Let's retrain a PyTorch classifier on a data set of 1000000 items using the best hyperparameters.

* Batch size: 300
* Size of hidden layers: 680
* Epochs: 100 (if validation loss does not reduce for 10 epochs, training is stopped).
* Dropout rate: 0.3
* Learning rate: 0.001
* Optimizer: ADAM
* Weight initialization: Uniform

In [9]:
# import a PyTorch wrapper
from sagemaker.pytorch import PyTorch

# specify an output path
pyt_output_path = "s3://{}/{}".format(bucket, prefix)
print("S3 locations: output path {}".format(pyt_output_path))

scalers_config_location = '{}/scalers.pkl'.format(pyt_output_path)


S3 locations: output path s3://sagemaker-eu-west-1-019518462631/capstone/nn_1000000


In [10]:
%%time

# Instantiate a pytorch estimator using default hyperparameters.

**Given request A:**
Reproduce the part of the passage on retraining a PyTorch classifier that starts with "Let's retrain a" and goes on through "training is stopped).".
**Given request B:**
Write what follows the last line of the passage on retraining a PyTorch classifier.
The lines that come next are separate material and not part of the passage on retraining a PyTorch classifier.

**Collected data:**
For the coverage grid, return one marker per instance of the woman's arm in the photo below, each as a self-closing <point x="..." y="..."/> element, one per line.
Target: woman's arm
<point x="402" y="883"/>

**Result A:**
Let's retrain a PyTorch classifier on a data set of 1000000 items using the best hyperparameters.

* Batch size: 300
* Size of hidden layers: 680
* Epochs: 100 (if validation loss does not reduce for 10 epochs, training is stopped).

**Result B:**
pyt_estimator = PyTorch(entry_point='train.py',
                        source_dir='source',
                        role=role,
                        train_instance_count=1,
                        train_instance_type=train_instance_type,
                        output_path=pyt_output_path,
                        sagemaker_session=sagemaker_session,
                        framework_version='1.4',
                        enable_sagemaker_metrics=True,
                        hyperparameters={
                            'input-dim': test_X.shape[1],
                            'scalers-config': scalers_config_location,
                            'batch-size': 300,
                            'hidden-dim': 680,
                            'epochs': 100,
                            'dropout-rate': 0.3,
                            'lr': 0.001,
                            'optimizer': 'adam',
                            'weigth-init': 'uniform'
                        })

pyt_estimator.fit({'train': s3_input_train, 'validation': s3_input_val})


'create_image_uri' will be deprecated in favor of 'ImageURIProvider' class in SageMaker Python SDK v2.
'create_image_uri' will be deprecated in favor of 'ImageURIProvider' class in SageMaker Python SDK v2.


2020-07-21 08:33:56 Starting - Starting the training job...
2020-07-21 08:33:57 Starting - Launching requested ML instances......
2020-07-21 08:35:13 Starting - Preparing the instances for training.........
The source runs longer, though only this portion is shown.